» Consignas:
**a.** Traduce al inglés la siguiente oración del fragmento: «En nuestra infancia, el sambenito de “acusica” o de “chivato” pesaba como una tara en el ánimo infantil.»
**b.** Enumera los sectores que el fragmento menciona entre paréntesis como los más desfavorecidos y débiles del país.

» Fragmento seleccionado:
El chivatazo: ¿vuelven los autoritarismos?
Desde distintas instancias se induce a la práctica de un vicio moral vergonzante: la denuncia
En poco tiempo, algo más de medio año, este país se está pareciendo cada vez más a la lúgubre y miserable España de postguerra. Y no solo por la despiadada crisis económica, sino por el funesto paisaje ideológico y moral que estos señores que nos gobiernan están reinstaurando. Los remedios a la crisis han revelado ya su perversidad ideológica al cebarse descaradamente en los sectores más desfavorecidos y débiles del país (ancianos, enfermos crónicos, enseñanza, sanidad, cultura, subsidios de desempleo) sin despeinar los tupés de clases más adineradas ni tocar las SICAVS. Pero, al margen de tales impías medidas, las reformas morales que algunas administraciones institucionales están impulsando son dignas de los tiempos franquistas dejándose llevar por un afán implacable para inducir a la población a la práctica de un vicio moral realmente vergonzante: la denuncia.
Nuestros políticos deberían recordar la cantidad de fusilamientos y de encarcelamientos que ocasionaron las denuncias particulares no solo durante la guerra civil sino también durante la larga posguerra española. Quizá guiados por tan macabros recuerdos, nuestros mayores nos enseñaron a quienes fuimos niños en los años cincuenta y sesenta lo feo que era acusar al compañero de pupitre. En nuestra infancia, el sambenito de “acusica” o de “chivato” pesaba como una tara en el ánimo infantil. Y los maestros de entonces, que además de enseñar matemáticas y otras materias enseñaban a comportarse decentemente, afeaban duramente al chivato. También nos enseñaban a leer buenos libros y aficionarse al buen cine, porque la cultura era considerada un bien enriquecedor. Y de ahí que quienes aún lean y vayan a ver buen cine, y hayan leído a Milan Kundura o hayan visto films realizados por directores del este europeo, como por ejemplo La vida de los otros, saben cuán asesinas pueden llegar a ser las denuncias anónimas, cuántas muertes, encarcelamientos y ostracismos pueden llegar a provocar.

» Registros mostrados:
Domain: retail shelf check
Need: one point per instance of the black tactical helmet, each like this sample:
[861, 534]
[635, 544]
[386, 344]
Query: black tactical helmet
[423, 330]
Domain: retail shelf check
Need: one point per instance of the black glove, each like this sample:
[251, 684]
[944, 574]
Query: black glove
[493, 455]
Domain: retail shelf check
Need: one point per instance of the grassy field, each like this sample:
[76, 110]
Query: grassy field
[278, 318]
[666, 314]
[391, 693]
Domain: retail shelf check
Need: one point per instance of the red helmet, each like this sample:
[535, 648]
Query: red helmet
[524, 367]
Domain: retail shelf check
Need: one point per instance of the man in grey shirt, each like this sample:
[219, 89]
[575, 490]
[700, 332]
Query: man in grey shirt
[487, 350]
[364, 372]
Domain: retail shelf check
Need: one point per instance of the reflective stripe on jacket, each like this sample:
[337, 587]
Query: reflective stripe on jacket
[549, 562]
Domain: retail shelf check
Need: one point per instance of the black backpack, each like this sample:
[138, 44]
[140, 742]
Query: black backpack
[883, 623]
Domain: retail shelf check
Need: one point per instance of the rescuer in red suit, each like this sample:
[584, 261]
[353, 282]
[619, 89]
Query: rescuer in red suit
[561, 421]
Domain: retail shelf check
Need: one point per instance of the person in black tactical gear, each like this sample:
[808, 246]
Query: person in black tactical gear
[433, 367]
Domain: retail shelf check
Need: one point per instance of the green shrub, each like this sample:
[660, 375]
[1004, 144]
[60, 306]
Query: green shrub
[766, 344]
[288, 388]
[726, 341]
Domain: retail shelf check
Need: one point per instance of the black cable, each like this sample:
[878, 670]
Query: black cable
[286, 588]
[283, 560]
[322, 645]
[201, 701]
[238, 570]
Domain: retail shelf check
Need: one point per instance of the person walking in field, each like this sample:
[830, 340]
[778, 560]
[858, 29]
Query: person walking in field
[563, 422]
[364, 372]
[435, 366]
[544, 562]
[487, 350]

» Respuestas dadas:
**a.** In our childhood, the stigma of being a "tattletale" or a "snitch" weighed like a defect on the childish spirit.

**b.**
- ancianos
- enfermos crónicos
- enseñanza
- sanidad
- cultura
- subsidios de desempleo